» Data shown:
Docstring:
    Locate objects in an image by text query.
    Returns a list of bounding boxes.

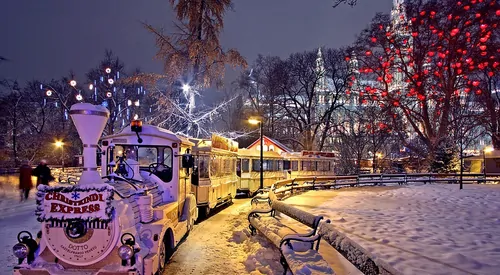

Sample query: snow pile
[287,184,500,274]
[283,246,335,275]
[228,204,283,275]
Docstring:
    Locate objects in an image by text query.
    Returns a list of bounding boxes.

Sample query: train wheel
[156,240,167,275]
[156,234,174,275]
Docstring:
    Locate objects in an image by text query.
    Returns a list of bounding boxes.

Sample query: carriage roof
[101,124,194,146]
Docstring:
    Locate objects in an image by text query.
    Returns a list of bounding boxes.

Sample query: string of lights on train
[40,67,152,122]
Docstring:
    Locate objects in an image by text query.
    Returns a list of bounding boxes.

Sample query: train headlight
[12,231,38,264]
[12,243,30,259]
[118,244,134,260]
[118,233,138,266]
[66,221,87,239]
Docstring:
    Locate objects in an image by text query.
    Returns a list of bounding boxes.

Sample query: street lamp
[248,118,264,190]
[55,141,64,172]
[373,153,383,173]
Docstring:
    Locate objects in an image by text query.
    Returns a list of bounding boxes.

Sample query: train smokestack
[69,103,109,184]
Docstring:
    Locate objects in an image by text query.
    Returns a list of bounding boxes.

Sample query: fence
[266,173,500,198]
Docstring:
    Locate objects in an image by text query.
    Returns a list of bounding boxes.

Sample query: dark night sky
[0,0,392,85]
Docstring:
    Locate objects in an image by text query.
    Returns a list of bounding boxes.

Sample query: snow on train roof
[102,124,194,145]
[238,149,283,158]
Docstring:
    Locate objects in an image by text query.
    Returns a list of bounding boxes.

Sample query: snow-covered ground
[287,184,500,274]
[0,184,500,275]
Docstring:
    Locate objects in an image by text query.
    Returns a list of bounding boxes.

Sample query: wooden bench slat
[283,248,335,275]
[272,201,317,228]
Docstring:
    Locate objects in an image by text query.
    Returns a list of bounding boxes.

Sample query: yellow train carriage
[237,149,286,196]
[191,135,238,216]
[283,151,337,179]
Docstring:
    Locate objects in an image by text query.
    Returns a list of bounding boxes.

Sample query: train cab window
[137,147,158,166]
[153,147,173,182]
[252,159,260,172]
[241,159,250,173]
[283,160,292,170]
[198,155,208,178]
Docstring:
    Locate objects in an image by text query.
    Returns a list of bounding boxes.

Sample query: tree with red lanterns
[355,0,500,168]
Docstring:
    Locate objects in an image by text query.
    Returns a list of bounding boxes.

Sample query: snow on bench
[248,195,335,274]
[318,224,402,275]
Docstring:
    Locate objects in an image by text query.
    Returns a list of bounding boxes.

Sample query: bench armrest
[279,234,321,251]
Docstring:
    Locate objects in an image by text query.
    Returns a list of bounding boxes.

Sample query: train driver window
[241,159,250,173]
[147,147,173,182]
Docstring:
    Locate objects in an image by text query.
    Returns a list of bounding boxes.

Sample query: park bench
[248,191,335,275]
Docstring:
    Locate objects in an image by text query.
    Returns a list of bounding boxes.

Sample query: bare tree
[358,1,498,166]
[141,0,246,135]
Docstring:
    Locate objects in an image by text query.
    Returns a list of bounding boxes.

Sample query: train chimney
[69,103,109,184]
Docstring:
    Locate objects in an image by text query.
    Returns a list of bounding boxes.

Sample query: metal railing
[271,173,500,197]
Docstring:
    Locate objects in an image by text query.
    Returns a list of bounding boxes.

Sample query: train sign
[37,187,112,221]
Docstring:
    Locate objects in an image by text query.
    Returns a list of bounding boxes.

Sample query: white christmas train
[13,103,335,275]
[13,103,198,275]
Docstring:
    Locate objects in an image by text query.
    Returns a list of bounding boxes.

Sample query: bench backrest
[271,200,323,229]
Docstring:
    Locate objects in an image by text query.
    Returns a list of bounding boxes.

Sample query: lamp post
[483,146,493,179]
[248,119,264,190]
[56,141,64,172]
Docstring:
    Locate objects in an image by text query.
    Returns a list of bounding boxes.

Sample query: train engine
[13,103,198,275]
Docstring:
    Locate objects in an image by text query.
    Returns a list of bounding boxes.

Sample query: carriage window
[252,159,260,172]
[163,147,173,168]
[222,158,233,175]
[137,147,158,167]
[210,156,220,177]
[283,160,291,170]
[241,159,250,173]
[301,160,312,171]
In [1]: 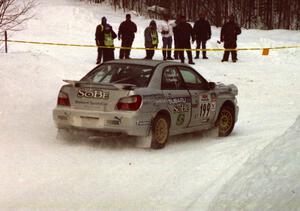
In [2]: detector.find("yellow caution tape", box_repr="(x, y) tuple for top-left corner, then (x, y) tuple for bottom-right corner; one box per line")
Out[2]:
(0, 40), (300, 52)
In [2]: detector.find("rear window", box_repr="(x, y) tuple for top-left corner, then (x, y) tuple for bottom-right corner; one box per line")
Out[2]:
(81, 64), (153, 87)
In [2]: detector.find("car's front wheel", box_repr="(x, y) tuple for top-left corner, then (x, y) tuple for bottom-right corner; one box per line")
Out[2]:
(217, 106), (235, 137)
(151, 115), (170, 149)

» Aim of the task: Copy out every line of the records above word for word, leaving the pictures out of your answer.

» Complete output:
Docstring:
    Locate objects in an image by text query.
    Returns a list of bounding boxes.


Sample query: snow pile
[287,184,500,274]
[283,246,335,275]
[228,204,283,275]
Docstring:
    Locate objects in an image by text query.
    Returns a list of bounding boxes.

Sample query: train wheel
[156,240,167,275]
[156,234,174,275]
Docstring:
    Locate objects in an image by text query.
    Returns a list of bounding boxes.

Sample query: carriage roof
[101,124,194,146]
Docstring:
    Locate objects in an image by text query.
    Returns a list of bounding boxes.

Sample query: string of lights on train
[40,67,152,122]
Docstring:
    Locate objects in an image by text query.
    Returns a list of bounding boxes.

Sample query: train headlight
[12,231,38,264]
[12,243,30,259]
[118,244,134,260]
[118,233,138,266]
[66,221,87,239]
Docstring:
    Locate objects in an image by text query.
    Returns a list of bounding boxes.

Sample query: street lamp
[248,118,264,190]
[55,141,64,172]
[373,153,383,173]
Docstring:
    Locate objects in an image by text query.
    Returns a list of bounding boxes.

Sample query: train smokestack
[69,103,109,184]
Docstring:
    Locate objects in an image by text query.
    Returns a list of bounding boxes.

Sample query: fence
[266,173,500,198]
Docstring:
    Locate objects in an image by text query.
    Returns a list of bounding boxes.

Sample query: dark night sky
[0,0,392,85]
Docstring:
    Locate objects in an image by text query.
    Returns a list of bounding boxes.

Sample query: snow on train roof
[102,124,194,145]
[238,149,283,158]
Docstring:
    Locate objects in an image by text query.
    Returns a list of bounding boxes.

Sample query: snow-covered ground
[287,184,500,274]
[0,184,500,275]
Docstring:
    Locate objects in an image by text query.
    Returns a list of bounding boxes.

Sample query: wooden bench slat
[283,248,335,275]
[272,201,317,228]
Docstring:
    Locate objects in an image by text query.
    Returns a list of bounding boxes.

Sample query: yellow train carriage
[237,149,286,196]
[191,135,238,216]
[283,151,337,179]
Docstring:
    Locate objects in an image by text query.
    Returns a list of bounding boxes.

Sample query: train cab window
[137,147,158,166]
[153,147,173,182]
[252,159,260,172]
[241,159,250,173]
[283,160,292,170]
[198,155,208,178]
Docstring:
    Locate objects in an image by text query.
    Returns a list of bounding boxes.

Sample query: tree with red lanterns
[355,0,500,168]
Docstring:
    Locate objects in an image by text query.
    Returns a list of bounding boxes.

Sample query: snow on bench
[248,195,335,274]
[318,224,402,275]
Docstring:
    Locate objects in an image by text query.
    Returns a list of bounding boxes.

Sample query: bench armrest
[279,234,321,251]
Docstring:
    Locate objects in an image by text query.
    Returns a list of bounding boxes.

Sample query: train driver window
[241,159,250,173]
[147,147,173,182]
Docstring:
    Locate objects in an image by text query.
    Returns a list of bounding boxes.

Sample query: park bench
[248,191,335,275]
Docstring:
    Locate objects in an image by text query.
    Returns a list of bounding boxes.

Sample query: bare tree
[358,1,498,166]
[141,0,246,135]
Docstring:
    Locate objects in an image by text query.
    Returns a list of bounding boxes.

Sample query: train chimney
[69,103,109,184]
Docstring:
    Locate objects in an image by text query.
    Returns a list of bounding boxes.

Sample query: metal railing
[271,173,500,197]
Docstring:
    Locate objects in an image by text query.
    Returns a list of bounding boxes.

Sample query: train sign
[37,187,112,221]
Docstring:
    Locate objects in an image by text query.
    Returns a list of bounding boxes.

Sample query: white christmas train
[13,103,335,275]
[13,103,198,275]
Docstring:
    Locate objects in an image by text query.
    Returns a list of bounding boxes.

Sample query: bench backrest
[271,200,323,229]
Docstring:
    Locate objects in an image by text query.
    Returns a list of bounding boxes.

Sample query: lamp post
[483,146,493,179]
[248,119,264,190]
[56,141,64,172]
Docstring:
    Locate objects in an image by text query.
    Returns a list of bounding boxes.

Sample query: train engine
[13,103,198,275]
Docstring:
    Locate objects in an image by text query.
    Returns a list of bounding boxes.

Sample query: carriage window
[252,159,260,172]
[163,147,173,168]
[222,158,233,175]
[137,147,158,167]
[210,156,220,177]
[283,160,291,170]
[241,159,250,173]
[301,160,312,171]
In [1]: 
In [2]: detector.find("yellow caution tape", box_repr="(x, y) tuple for top-left corner, then (x, y) tuple for bottom-right corner; one box per line")
Out[2]:
(0, 40), (300, 52)
In [2]: detector.find("rear window", box_repr="(x, y) tuple for top-left corner, then (x, y) tuple for bottom-right corner; one box per line")
Out[2]:
(81, 64), (153, 87)
In [2]: detector.find("car's front wheel", box_repr="(x, y) tuple for top-left corner, then (x, y) tuple for bottom-right corner; one box per line")
Out[2]:
(217, 106), (235, 137)
(151, 115), (170, 149)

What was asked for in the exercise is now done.